_TEXT BLOCK_:
MOSCOW, September 18 (RIA Novosti) - Many sport disciplines remain sexist, despite hundreds of thousands of women practicing sports recreationally or professionally.
In gymnastics, male and female sportsmen share only two common events, the vault and floor. While women have four events (vault, uneven bars, balance beam and floor), men compete in six apparatus (floor, pommel horse, vault, rings, parallel bars and high bar).
With regards to athletics, men have competed in the decathlon at every Olympic Games since 1912, while women have not had any major international decathlon event for years.
In women's lacrosse, they are only permitted to use a stick, while men can use both full body and stick contact.
In bobsleigh, international federations argue that women do not have sufficient power-to-weight ratio to run four-seat bobs, so women only compete in a two-woman bobsleigh.
Former world champion, Nicola Minichiello claims that allowing women to use four-seat bobs would have benefits for their long term health.
"It could help prolong their careers because, with four in the team, that's less physical push exertion on the body," Minichiello told BBC.
In swimming, there is no 1,500 meters freestyle event for women at Olympic level, only men are allowed to compete in these long distance swimming races.
In cycling, women cannot participate in the most prestigious race the Tour de France, which offers the highest prize money. Woman can only race up to 140 km a day on the road, while men are allowed race distances of 240 km.

_DATA LISTING_:
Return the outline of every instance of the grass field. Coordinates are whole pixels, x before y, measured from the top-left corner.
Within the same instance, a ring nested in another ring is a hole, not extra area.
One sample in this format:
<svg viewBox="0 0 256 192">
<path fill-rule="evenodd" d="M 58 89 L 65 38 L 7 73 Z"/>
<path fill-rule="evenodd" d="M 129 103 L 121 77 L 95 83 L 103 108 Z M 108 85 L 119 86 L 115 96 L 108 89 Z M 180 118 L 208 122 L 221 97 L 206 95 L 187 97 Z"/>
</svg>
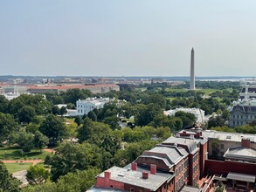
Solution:
<svg viewBox="0 0 256 192">
<path fill-rule="evenodd" d="M 32 149 L 30 153 L 25 153 L 23 156 L 21 156 L 18 153 L 18 150 L 20 150 L 20 147 L 9 147 L 0 148 L 0 160 L 24 160 L 24 157 L 27 160 L 44 160 L 45 156 L 48 154 L 50 154 L 49 152 L 40 152 L 38 149 Z"/>
<path fill-rule="evenodd" d="M 12 174 L 17 171 L 27 170 L 32 166 L 31 162 L 11 162 L 11 163 L 4 163 L 9 173 Z"/>
</svg>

_TASKS TO PERFORM_:
**a)** In the article on sexism in sports, why does Nicola Minichiello say that letting women use four-seat bobs would benefit their long-term health?
**b)** Carry on the article about sexism in sports, starting after its last sentence.

_TASK RESULTS_:
**a)** She says that with four people in the team, there is less physical push exertion on the body. That could help women prolong their careers.

**b)**
"There is no doubt that there are important physical differences between men and women. They range from men's denser bones [which can support more muscle], taller stature, longer proportional limbs, to more oxygen-carrying red-blood cells… That, of course, is why we separate men and women for the purposes of competition. But the short answer is: there's no good reason that women don't have the events that men do," sports writer Davis Epstein said as quoted by BBC.
The Huffington Post also adds golf to the list of sexist sports. One of the oldest major championships in professional golf, called the Open Championship, does not accept female members in its club.
According to James Angelini, assistant professor at the University of Delaware, who published an article for the Journal of Broadcasting and Electronic Media, it is not only sports itself, but also sports media and commentators who are sexist. Anghelini found that during the Olympics, men received 62 percent of prime-time coverage while women received only 32 percent. Out of the 20 most mentioned athletes, 75 percent were men, and they received 336 percent more mentions than women.